→ PROMPT:
Please return the listing below word for word, minus its pictures.
Top of RECORDS FOR THIS EXERCISE
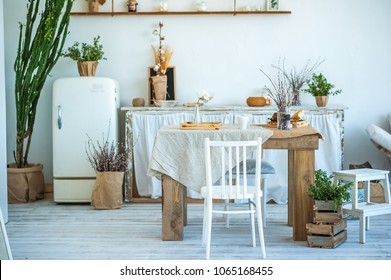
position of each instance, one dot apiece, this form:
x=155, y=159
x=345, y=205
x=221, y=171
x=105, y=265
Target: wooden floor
x=44, y=230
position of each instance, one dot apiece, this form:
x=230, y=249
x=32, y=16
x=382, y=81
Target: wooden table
x=301, y=144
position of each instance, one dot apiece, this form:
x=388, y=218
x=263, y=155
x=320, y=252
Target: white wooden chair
x=267, y=170
x=226, y=155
Bottom of RECORDS FOR THIS EXERCISE
→ EXERCISE RESPONSE:
position of each instance, one dot apiece, this form:
x=155, y=159
x=345, y=205
x=221, y=171
x=105, y=265
Target: wooden floor
x=44, y=230
position of each instance, one dot apiece, this form:
x=230, y=249
x=32, y=16
x=382, y=81
Target: wooden table
x=301, y=144
position of each instance, one dot apiece, this form:
x=388, y=218
x=263, y=155
x=320, y=252
Target: white wooden chair
x=267, y=170
x=226, y=155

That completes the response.